■ DIRECTIONS FOR THIS TASK ■
Reproduce only the stretch of the rows below from the line containing "the brown wood" through the end of the rows, substituting "single point" for "single dot" and leaving everything else unchanged.

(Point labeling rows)
-- start --
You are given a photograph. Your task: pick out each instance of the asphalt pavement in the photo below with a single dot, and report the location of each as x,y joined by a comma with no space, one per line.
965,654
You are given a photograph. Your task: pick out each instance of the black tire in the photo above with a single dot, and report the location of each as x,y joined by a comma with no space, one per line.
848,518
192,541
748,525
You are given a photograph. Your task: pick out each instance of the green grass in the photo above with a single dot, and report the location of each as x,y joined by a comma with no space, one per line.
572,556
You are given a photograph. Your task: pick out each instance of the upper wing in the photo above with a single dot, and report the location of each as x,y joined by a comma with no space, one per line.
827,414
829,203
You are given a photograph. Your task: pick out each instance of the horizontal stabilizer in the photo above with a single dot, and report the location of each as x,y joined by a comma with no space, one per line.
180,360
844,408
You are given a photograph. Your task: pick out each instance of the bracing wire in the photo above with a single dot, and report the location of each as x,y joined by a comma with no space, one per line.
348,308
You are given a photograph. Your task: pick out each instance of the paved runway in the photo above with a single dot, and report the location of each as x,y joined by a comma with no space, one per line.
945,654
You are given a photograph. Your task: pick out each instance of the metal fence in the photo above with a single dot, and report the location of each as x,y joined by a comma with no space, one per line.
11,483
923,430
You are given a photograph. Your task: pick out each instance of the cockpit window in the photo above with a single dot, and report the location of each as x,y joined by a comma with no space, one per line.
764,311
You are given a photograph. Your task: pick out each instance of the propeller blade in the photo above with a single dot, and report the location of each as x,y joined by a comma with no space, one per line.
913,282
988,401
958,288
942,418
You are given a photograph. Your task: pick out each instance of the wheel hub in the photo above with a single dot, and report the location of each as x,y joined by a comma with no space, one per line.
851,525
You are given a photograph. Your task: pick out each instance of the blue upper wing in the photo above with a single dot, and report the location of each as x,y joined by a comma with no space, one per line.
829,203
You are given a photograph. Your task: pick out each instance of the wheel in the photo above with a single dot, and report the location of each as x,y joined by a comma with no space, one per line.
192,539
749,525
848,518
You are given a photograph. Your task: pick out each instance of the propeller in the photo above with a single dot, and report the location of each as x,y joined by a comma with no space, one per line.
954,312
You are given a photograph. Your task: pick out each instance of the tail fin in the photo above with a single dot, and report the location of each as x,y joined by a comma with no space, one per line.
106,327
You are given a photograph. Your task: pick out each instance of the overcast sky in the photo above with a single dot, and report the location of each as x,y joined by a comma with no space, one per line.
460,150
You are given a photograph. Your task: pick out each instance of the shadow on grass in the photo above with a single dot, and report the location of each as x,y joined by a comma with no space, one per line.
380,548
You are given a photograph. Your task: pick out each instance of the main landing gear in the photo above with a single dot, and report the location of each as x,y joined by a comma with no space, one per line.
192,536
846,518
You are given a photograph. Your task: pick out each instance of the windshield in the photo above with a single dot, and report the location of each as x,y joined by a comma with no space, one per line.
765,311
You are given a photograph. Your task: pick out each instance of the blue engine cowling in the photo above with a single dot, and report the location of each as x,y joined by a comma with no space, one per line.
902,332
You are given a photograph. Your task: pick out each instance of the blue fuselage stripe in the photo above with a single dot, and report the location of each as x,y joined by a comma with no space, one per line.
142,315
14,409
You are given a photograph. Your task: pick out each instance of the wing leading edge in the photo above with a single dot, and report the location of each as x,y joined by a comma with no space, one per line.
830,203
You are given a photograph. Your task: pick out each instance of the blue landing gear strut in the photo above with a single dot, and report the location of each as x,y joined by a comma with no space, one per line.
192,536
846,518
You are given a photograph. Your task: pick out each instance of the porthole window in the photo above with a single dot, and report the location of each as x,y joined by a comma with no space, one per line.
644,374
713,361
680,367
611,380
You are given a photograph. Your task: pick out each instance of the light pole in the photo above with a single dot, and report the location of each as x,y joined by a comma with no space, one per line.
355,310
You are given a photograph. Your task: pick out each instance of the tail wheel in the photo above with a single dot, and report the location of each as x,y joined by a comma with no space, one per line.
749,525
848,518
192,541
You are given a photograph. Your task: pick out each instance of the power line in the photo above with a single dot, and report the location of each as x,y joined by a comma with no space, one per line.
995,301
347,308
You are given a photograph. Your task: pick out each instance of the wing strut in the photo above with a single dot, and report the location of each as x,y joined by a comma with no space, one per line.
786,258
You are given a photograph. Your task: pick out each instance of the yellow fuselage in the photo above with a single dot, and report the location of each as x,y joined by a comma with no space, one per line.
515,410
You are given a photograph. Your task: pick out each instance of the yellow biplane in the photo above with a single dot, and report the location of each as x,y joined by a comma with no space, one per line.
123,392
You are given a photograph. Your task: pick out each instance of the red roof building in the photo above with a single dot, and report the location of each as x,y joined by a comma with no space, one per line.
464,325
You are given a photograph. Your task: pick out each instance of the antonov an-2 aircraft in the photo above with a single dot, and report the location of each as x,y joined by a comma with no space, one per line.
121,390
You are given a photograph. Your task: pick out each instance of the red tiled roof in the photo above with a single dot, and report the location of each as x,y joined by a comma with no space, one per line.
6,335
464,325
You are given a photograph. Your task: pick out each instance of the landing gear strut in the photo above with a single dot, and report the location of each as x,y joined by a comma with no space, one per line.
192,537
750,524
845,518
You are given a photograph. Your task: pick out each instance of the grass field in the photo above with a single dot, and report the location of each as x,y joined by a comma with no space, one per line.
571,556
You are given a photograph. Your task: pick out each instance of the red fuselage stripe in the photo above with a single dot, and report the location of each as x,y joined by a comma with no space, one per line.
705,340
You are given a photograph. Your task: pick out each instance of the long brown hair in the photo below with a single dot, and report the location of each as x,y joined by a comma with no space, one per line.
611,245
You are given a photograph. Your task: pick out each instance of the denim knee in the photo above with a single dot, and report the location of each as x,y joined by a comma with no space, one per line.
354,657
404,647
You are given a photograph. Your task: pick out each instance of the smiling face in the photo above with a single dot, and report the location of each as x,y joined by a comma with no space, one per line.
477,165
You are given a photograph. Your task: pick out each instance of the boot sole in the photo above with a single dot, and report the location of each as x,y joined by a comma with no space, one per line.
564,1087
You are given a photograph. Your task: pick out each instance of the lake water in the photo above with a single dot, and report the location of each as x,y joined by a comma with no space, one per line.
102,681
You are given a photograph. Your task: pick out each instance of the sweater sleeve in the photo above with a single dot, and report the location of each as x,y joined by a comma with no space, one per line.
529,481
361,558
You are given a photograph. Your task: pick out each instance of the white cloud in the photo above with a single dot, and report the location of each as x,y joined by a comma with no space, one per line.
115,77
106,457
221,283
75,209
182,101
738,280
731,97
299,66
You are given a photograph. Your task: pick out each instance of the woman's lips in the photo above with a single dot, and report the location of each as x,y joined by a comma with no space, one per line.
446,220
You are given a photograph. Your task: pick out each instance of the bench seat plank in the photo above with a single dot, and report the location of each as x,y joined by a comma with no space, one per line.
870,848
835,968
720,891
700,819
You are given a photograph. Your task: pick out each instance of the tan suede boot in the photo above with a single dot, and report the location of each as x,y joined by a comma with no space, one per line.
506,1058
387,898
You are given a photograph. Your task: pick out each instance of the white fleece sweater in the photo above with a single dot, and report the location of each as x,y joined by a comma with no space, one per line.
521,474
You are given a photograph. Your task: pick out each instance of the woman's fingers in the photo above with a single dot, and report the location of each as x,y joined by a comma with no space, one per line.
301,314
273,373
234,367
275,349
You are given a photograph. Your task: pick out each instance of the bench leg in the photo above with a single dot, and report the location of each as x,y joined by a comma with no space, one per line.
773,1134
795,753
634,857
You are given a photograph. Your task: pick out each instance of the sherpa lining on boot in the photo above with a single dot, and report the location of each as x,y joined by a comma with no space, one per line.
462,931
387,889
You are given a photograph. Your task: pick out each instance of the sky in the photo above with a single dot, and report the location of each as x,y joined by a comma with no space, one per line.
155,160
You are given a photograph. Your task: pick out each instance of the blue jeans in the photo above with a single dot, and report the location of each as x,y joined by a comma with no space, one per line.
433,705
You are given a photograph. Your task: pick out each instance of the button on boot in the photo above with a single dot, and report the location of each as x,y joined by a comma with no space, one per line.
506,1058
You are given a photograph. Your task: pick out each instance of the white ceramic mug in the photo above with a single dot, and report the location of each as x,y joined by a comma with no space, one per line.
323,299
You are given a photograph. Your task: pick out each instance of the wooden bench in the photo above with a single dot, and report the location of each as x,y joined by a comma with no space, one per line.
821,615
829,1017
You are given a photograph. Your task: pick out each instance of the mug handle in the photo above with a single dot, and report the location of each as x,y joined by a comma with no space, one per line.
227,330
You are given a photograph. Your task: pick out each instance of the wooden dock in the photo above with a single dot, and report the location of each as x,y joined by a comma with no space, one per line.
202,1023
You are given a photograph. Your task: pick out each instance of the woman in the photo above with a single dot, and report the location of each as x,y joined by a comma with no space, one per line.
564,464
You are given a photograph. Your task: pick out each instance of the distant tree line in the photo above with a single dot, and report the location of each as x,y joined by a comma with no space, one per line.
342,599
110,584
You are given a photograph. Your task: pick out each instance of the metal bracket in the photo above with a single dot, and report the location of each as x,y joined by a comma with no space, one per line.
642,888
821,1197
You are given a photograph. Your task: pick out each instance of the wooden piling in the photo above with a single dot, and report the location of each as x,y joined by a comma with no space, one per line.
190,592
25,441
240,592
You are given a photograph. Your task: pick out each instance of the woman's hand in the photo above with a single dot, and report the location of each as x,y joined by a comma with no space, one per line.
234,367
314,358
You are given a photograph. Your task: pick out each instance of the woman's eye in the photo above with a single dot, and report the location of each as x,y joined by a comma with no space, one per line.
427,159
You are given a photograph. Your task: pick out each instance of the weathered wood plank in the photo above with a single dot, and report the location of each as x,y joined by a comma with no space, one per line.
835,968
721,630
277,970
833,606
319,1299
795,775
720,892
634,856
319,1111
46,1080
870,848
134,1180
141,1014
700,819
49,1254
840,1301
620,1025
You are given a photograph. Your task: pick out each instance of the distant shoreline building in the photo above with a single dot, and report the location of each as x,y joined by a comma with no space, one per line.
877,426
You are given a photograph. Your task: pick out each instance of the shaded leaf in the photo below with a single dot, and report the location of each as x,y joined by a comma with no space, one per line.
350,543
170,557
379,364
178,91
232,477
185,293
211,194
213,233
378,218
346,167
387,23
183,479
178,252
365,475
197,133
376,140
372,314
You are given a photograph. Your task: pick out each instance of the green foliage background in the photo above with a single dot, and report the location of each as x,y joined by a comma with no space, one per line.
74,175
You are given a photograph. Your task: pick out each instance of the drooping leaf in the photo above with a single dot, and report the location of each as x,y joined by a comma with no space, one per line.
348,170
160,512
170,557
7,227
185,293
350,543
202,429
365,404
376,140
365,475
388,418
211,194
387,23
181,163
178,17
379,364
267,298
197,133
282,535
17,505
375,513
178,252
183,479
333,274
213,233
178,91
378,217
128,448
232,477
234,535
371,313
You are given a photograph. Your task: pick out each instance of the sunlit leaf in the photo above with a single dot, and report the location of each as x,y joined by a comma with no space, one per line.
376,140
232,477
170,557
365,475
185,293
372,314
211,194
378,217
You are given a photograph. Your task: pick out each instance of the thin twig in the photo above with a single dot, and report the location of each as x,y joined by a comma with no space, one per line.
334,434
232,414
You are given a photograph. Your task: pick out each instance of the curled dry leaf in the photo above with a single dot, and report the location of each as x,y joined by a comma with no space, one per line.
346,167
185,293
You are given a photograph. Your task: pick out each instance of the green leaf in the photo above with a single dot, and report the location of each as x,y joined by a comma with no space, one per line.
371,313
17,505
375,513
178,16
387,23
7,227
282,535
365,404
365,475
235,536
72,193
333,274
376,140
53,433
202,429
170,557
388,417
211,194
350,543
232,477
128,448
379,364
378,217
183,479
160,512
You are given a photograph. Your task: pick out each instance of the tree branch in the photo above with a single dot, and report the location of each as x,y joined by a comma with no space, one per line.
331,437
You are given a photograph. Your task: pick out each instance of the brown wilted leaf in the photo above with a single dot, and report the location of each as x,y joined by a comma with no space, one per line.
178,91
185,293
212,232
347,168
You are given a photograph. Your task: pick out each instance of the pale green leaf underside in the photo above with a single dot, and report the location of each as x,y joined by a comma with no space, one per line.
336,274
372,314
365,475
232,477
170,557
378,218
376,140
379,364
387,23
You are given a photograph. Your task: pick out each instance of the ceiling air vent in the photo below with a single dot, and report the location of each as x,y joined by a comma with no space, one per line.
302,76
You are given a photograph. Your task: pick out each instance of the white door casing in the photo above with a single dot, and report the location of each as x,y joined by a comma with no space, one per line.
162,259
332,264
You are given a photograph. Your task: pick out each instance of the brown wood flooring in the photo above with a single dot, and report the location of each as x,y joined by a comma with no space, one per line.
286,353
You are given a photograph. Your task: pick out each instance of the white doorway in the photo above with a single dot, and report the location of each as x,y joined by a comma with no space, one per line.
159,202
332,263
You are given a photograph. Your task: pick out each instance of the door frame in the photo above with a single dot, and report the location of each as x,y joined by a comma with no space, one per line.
-- end --
■ ANSWER ■
You are given a photograph. Your task: pick out each instance of the brown wood flooring in the photo above with a single point, and report the location of each as x,y joined by a comma with no space, one per line.
286,353
You are given a photograph. Your task: pick out each instance of the white doorway in the photo above with a single point, and report the location of each as x,y joined by a comma with no space, one per line.
159,202
332,263
You are given a photograph. Your task: pick out each instance of the door frame in the photo above with a single point, and report the location of each as x,y joined by a comma with no space, one per line.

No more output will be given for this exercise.